_Extrait choisi_.
>>>>>

Michel Onfray l'a fait et sans retenue, avec une verve digne du chevalier de Pardaillant partant faire cingler au vent son épée ajustée de mots.
Zip, zip, la lame de la plume d'oie s’étale sur le papier et déverse son fiel. Oyé, oyé, représentants de la dite sainte-mère psychanalyse, voici le portrait de votre créateur, non pas le duc de Guise mais l'odieux Freud, pervers et incestueux.
Consultez mon livre, ce pavé gros comme une mare (à moins que ce ne soit une lessiveuse...) et jugez de mon courroux et de ma vindicte à l'égard de celui que j(honnis profondément !
Ah, ouvrir un livre de Michel Onfray, c'est se dire que l'on va passer un bon moment. Certes oui, il le fut mais comique, je n'en attendais pas autant.
Le mot est beau, la phrase puissante, le livre digne d'un roman de Dumas (Alexandre pas Roland) qui se serait égaré en feuilletonnant un peu trop son ouvrage. Le héros ? Freud, Sigmund Freud, autrichien originaire de Galicie, fils et petit-fils de commerçants juifs.
Mais que reproche donc notre philosophe à cet homme qui a inventé une certaine technique thérapeutique ?
Ah, là est la question ! Allez, lançons-nous, n'ayons pas peur.

<<<<<

_Lignes de données_.
>>>>>

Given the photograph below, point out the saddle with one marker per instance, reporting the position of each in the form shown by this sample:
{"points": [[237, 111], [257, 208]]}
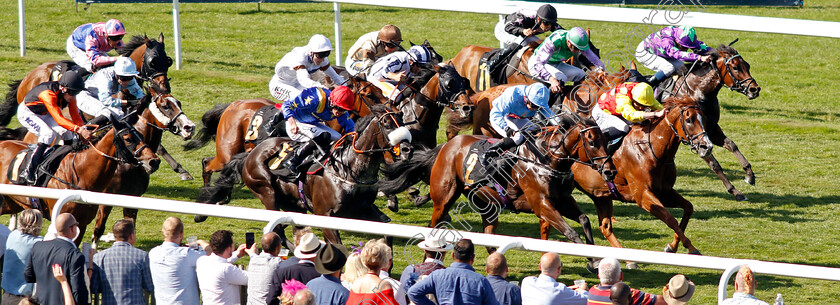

<<<<<

_Exercice bref 1_. Traduisez en anglais la phrase suivante, tirée de l'extrait sur le livre de Michel Onfray : « Mais que reproche donc notre philosophe à cet homme qui a inventé une certaine technique thérapeutique ? »
_Exercice bref 2_. Recopiez fidèlement le passage de l'extrait qui commence par « Ah, ouvrir un » et se poursuit jusqu'à « n'ayons pas peur. ».
Appuyez-vous exclusivement sur l'extrait.

_Corrigé 1_. But what exactly does our philosopher hold against this man who invented a certain therapeutic technique?

_Corrigé 2_.
Ah, ouvrir un livre de Michel Onfray, c'est se dire que l'on va passer un bon moment. Certes oui, il le fut mais comique, je n'en attendais pas autant.
Le mot est beau, la phrase puissante, le livre digne d'un roman de Dumas (Alexandre pas Roland) qui se serait égaré en feuilletonnant un peu trop son ouvrage. Le héros ? Freud, Sigmund Freud, autrichien originaire de Galicie, fils et petit-fils de commerçants juifs.
Mais que reproche donc notre philosophe à cet homme qui a inventé une certaine technique thérapeutique ?
Ah, là est la question ! Allez, lançons-nous, n'ayons pas peur.